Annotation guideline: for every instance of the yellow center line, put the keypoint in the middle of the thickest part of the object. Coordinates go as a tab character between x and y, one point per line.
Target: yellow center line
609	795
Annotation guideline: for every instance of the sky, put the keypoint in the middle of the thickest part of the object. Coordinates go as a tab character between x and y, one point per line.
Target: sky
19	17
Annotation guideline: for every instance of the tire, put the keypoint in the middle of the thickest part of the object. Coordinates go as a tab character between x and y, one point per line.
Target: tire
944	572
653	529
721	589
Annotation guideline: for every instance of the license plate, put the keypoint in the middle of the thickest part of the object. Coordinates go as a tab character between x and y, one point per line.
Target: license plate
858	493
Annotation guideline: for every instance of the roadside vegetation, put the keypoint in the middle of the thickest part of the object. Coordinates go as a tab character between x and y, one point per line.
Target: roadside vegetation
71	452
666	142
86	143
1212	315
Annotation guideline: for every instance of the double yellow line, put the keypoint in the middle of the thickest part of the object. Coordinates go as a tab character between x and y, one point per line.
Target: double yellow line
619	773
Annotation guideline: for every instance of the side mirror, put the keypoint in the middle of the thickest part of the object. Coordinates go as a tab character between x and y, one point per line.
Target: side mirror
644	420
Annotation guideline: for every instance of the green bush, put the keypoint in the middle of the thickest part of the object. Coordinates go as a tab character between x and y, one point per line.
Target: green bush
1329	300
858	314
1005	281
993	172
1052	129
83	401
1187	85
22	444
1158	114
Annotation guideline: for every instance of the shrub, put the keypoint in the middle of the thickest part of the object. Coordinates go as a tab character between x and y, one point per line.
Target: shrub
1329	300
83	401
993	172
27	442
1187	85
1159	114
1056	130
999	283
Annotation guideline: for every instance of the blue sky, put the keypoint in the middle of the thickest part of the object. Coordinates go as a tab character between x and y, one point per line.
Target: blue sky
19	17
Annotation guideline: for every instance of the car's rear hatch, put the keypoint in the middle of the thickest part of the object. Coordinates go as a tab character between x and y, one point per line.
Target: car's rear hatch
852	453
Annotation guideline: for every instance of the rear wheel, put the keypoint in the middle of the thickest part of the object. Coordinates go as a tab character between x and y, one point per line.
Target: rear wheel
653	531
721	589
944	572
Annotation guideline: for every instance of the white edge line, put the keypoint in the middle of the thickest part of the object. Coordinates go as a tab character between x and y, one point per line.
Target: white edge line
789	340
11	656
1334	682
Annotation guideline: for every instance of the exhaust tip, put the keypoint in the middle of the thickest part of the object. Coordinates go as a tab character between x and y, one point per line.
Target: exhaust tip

══════════════════════════════

■ Work required ■
The line with "Annotation guideline: for every instance of the blue" through the last line of the entries above: output exactly those lines and nothing else.

■ The answer ■
Annotation guideline: for every instance of the blue sky, put the keypoint in the middle of the thickest part of the object. Coordinates go as a tab character between x and y, one point per line.
Target: blue sky
19	17
Annotation guideline: for every instance of the car's rear hatch, put the keypoint in the middle of the thickest part of the object. Coordinates go as a tab character between x and y, one point per line.
Target: car's rear hatch
852	453
Annotation guideline: for every instance of the rear wheel, put the keypoint in the middle of the thickest part of the object. Coordinates go as a tab character between x and y, one point per line.
Target: rear wheel
653	531
721	589
944	572
Annotation guideline: for every instance of the white edge line, put the keypoint in the middle of the thickest part of the object. Coordinates go as a tab character between x and y, one point per line.
Target: white edge line
789	340
11	656
1334	682
Annotation guideline: for every instance of the exhaust tip, put the keypoint in the middle of the thickest part of the object. Coordinates go as a tab character between x and y, one point per line.
Target: exhaust tip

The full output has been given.